> [Dataset entries]:
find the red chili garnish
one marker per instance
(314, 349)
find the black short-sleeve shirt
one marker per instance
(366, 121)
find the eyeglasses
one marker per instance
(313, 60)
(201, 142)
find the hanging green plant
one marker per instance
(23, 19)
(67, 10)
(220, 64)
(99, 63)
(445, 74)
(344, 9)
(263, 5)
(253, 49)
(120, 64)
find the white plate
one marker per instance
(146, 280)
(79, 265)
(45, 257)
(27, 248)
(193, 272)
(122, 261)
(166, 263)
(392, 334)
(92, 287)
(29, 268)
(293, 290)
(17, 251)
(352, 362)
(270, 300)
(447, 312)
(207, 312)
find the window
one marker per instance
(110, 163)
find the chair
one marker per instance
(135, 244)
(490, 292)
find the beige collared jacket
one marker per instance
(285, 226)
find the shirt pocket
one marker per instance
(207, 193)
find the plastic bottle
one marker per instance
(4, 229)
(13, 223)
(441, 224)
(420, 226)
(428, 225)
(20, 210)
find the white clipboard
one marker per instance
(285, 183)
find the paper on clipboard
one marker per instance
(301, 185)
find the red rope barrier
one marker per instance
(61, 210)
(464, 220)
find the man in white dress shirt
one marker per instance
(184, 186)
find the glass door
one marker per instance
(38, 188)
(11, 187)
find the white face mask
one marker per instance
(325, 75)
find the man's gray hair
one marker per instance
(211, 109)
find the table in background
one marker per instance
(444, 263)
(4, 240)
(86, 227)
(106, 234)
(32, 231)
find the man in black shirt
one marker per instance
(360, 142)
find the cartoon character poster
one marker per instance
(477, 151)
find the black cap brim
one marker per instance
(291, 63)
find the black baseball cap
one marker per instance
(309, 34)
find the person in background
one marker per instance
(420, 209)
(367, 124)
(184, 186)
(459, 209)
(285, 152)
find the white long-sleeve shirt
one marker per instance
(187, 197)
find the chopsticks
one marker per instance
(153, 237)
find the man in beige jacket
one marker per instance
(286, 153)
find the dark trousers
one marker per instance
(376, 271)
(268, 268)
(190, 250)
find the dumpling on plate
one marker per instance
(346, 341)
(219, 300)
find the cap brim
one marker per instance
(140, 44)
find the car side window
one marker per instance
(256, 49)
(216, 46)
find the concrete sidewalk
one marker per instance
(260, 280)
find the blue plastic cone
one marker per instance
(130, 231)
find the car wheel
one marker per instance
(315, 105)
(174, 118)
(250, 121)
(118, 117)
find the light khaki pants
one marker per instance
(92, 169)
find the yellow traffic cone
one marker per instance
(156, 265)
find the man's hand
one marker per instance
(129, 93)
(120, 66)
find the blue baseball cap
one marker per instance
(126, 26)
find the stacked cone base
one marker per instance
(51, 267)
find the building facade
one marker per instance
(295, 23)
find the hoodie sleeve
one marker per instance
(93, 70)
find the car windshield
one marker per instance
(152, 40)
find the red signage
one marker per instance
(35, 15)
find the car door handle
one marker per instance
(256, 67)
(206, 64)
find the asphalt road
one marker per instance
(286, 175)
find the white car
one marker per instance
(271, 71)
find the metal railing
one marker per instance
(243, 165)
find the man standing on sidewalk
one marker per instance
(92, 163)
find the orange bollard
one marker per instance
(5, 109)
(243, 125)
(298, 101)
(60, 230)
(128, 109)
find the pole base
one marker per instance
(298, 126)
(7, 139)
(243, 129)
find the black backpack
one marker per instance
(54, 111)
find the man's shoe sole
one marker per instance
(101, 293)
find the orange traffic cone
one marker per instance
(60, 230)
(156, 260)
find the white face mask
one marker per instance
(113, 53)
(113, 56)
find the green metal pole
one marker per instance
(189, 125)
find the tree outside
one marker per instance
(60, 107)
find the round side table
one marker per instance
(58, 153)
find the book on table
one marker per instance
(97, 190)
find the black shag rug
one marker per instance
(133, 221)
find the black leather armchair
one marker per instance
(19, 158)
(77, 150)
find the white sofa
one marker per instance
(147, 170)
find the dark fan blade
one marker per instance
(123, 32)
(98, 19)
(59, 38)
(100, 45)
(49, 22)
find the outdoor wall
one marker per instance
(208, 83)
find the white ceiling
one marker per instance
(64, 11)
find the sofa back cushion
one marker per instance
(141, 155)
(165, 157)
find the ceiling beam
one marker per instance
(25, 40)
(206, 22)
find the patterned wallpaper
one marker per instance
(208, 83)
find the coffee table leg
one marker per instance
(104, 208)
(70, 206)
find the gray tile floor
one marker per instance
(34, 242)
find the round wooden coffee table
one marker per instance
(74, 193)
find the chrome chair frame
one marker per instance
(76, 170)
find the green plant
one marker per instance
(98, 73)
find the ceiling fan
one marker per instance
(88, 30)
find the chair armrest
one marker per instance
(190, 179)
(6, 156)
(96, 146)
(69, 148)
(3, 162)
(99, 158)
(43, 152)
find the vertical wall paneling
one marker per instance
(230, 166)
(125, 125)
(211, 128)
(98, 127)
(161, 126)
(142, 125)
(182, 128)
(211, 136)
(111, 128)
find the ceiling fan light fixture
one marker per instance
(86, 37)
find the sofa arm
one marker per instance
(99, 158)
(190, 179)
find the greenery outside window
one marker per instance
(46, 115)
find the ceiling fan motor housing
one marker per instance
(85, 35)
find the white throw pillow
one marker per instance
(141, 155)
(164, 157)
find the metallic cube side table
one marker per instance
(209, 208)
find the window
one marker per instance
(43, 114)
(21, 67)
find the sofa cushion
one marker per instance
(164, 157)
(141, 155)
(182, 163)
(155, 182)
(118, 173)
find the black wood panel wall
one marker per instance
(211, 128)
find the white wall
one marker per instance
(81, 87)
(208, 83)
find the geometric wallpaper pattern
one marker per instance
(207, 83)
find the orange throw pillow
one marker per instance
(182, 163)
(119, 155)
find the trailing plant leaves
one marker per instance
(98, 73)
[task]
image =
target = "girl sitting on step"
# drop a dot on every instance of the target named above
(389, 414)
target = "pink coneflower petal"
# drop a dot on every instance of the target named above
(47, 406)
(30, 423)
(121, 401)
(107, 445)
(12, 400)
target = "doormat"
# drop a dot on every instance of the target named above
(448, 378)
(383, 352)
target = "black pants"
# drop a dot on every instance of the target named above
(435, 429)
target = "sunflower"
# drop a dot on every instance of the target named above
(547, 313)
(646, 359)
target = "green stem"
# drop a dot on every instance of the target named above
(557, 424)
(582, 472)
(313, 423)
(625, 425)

> [WHAT IS BEING ASKED]:
In the entries above, restate word for word the lines between the one holding "find the cartoon character poster" and the one holding "find the man's shoe sole", inclusive, and nothing besides.

> [ANSWER SPACE]:
find the cartoon character poster
one marker per instance
(477, 151)
find the black cap brim
one marker per instance
(291, 63)
find the black baseball cap
one marker per instance
(309, 34)
find the person in background
one marker per instance
(420, 209)
(367, 124)
(184, 186)
(459, 209)
(285, 152)
find the white long-sleeve shirt
one marker per instance
(187, 197)
find the chopsticks
one marker per instance
(153, 237)
find the man in beige jacket
one marker per instance
(286, 153)
find the dark trousers
one marker per instance
(376, 271)
(268, 268)
(190, 250)
find the dumpling on plate
one marker per instance
(346, 341)
(219, 300)
find the cap brim
one marker per instance
(140, 44)
find the car side window
one marker per instance
(256, 49)
(216, 46)
find the concrete sidewalk
one marker per instance
(260, 280)
find the blue plastic cone
one marker per instance
(130, 231)
find the car wheel
one marker per instance
(315, 105)
(174, 118)
(250, 121)
(118, 117)
find the light khaki pants
one marker per instance
(92, 169)
find the yellow traffic cone
one marker per instance
(156, 265)
find the man's hand
one marker per instance
(129, 93)
(120, 66)
find the blue baseball cap
one marker per instance
(126, 26)
find the stacked cone base
one marker per instance
(51, 267)
find the building facade
one marker per instance
(295, 23)
find the hoodie sleeve
one marker per instance
(93, 70)
find the car windshield
one marker per instance
(152, 40)
find the red signage
one marker per instance
(35, 15)
find the car door handle
one marker per instance
(256, 67)
(206, 64)
find the asphalt road
one marker per instance
(286, 175)
find the white car
one marker per instance
(271, 71)
find the metal railing
one marker per instance
(243, 165)
find the man standing on sidewalk
one marker per instance
(92, 163)
find the orange bollard
one marker per instance
(5, 109)
(243, 125)
(298, 101)
(60, 230)
(128, 109)
find the pole base
one marker per instance
(298, 126)
(7, 139)
(243, 129)
find the black backpack
one marker per instance
(54, 111)
find the man's shoe sole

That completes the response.